##### Source material

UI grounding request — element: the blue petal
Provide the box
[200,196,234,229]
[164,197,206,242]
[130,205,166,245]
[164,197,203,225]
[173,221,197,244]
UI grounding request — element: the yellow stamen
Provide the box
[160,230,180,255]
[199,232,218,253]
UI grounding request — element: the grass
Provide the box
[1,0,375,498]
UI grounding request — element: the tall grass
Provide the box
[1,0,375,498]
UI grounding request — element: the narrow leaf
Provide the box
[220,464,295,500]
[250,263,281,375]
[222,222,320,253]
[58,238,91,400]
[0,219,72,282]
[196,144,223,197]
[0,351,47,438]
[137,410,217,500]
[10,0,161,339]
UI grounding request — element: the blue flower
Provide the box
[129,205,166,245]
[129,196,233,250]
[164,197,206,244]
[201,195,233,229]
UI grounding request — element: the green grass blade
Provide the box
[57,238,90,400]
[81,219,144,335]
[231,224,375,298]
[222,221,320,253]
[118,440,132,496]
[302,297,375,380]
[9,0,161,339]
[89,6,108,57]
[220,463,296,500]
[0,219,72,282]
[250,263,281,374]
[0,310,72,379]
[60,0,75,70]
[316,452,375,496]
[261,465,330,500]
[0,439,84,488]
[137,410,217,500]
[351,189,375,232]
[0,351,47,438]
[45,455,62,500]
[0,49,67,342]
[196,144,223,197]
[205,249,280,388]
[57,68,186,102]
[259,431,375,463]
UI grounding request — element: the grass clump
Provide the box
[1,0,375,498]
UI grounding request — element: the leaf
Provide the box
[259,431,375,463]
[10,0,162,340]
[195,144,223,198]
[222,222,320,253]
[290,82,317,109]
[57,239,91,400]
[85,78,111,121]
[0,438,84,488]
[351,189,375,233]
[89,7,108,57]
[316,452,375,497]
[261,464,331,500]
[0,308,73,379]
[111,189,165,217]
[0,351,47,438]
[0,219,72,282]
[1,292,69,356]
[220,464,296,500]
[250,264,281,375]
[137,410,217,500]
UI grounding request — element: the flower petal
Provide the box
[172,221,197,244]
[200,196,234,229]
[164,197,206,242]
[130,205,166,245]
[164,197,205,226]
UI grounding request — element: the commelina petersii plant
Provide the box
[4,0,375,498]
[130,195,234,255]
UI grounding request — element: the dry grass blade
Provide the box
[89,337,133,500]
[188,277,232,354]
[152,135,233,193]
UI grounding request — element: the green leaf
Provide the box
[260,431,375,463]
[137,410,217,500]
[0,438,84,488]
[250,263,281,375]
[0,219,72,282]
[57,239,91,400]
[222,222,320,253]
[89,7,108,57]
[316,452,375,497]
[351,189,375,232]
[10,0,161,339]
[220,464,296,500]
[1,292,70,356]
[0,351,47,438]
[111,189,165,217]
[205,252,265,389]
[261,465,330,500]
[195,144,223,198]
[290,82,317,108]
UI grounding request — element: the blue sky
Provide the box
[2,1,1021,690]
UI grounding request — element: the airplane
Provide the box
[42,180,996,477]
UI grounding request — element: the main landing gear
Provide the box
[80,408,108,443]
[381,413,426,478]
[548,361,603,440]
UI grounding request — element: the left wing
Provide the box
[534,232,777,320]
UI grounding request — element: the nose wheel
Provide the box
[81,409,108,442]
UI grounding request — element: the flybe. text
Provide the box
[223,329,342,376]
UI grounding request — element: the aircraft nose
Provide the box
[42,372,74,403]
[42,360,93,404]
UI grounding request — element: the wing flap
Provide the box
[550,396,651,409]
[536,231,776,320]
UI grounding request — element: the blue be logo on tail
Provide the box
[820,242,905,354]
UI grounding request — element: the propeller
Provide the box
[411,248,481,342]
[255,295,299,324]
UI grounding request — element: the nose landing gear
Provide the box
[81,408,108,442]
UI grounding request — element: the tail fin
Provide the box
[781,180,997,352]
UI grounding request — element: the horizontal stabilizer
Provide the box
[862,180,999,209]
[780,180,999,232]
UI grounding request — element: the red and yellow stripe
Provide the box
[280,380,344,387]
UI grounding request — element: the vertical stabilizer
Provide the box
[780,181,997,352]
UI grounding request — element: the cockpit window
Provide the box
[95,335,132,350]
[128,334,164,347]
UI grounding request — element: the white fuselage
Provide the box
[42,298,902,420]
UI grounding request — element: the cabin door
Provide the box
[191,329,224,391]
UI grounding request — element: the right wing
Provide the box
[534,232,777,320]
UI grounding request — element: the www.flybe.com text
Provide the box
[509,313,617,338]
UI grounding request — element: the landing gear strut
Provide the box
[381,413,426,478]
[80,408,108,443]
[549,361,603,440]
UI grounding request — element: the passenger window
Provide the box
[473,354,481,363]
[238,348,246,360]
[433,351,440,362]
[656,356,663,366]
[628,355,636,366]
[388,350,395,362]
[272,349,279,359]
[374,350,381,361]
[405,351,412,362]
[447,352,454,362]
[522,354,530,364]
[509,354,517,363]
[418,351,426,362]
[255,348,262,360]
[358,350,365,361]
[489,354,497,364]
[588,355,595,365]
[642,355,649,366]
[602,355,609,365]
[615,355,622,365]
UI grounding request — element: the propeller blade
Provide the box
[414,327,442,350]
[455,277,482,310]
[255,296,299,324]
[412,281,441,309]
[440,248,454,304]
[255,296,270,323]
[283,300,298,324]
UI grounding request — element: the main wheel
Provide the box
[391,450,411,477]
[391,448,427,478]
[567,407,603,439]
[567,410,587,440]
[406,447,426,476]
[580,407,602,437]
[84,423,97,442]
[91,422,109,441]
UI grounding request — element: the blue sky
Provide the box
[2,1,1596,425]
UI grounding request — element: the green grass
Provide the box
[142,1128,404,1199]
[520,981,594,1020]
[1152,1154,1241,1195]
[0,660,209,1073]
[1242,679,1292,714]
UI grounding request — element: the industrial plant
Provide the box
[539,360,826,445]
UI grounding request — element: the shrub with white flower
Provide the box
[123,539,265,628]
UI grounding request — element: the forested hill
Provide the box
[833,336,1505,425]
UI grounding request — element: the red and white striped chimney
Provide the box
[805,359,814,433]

##########

Aim of the exercise = From the entries above, collect every line with the string "wheel" in it.

Answer =
UI grounding request — element: the nose wheel
UI grounding request — element: the main wheel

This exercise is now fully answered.